**Exercise objective:** Once the pictures are set aside, repeat all of the data below exactly.

Supplied entries: Begin

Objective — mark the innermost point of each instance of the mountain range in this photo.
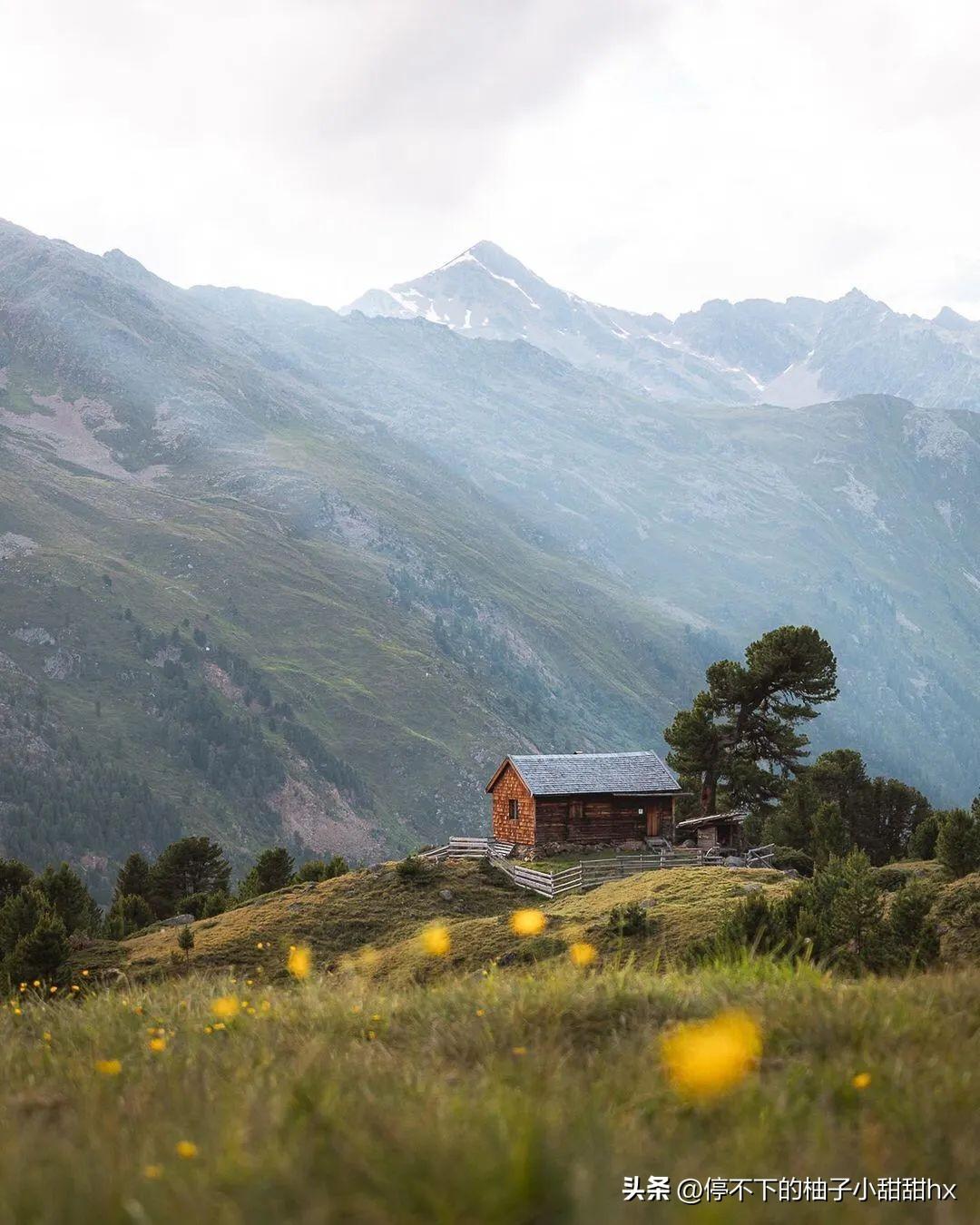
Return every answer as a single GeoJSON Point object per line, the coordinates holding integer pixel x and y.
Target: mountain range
{"type": "Point", "coordinates": [279, 573]}
{"type": "Point", "coordinates": [791, 354]}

Supplied entries: End

**Your solution:**
Objective — mark the innermost point of each instance of the mountain range in this photo.
Return every answer as a single GeoJSON Point object per line, the coordinates holding integer pixel x and y.
Target: mountain range
{"type": "Point", "coordinates": [279, 573]}
{"type": "Point", "coordinates": [791, 354]}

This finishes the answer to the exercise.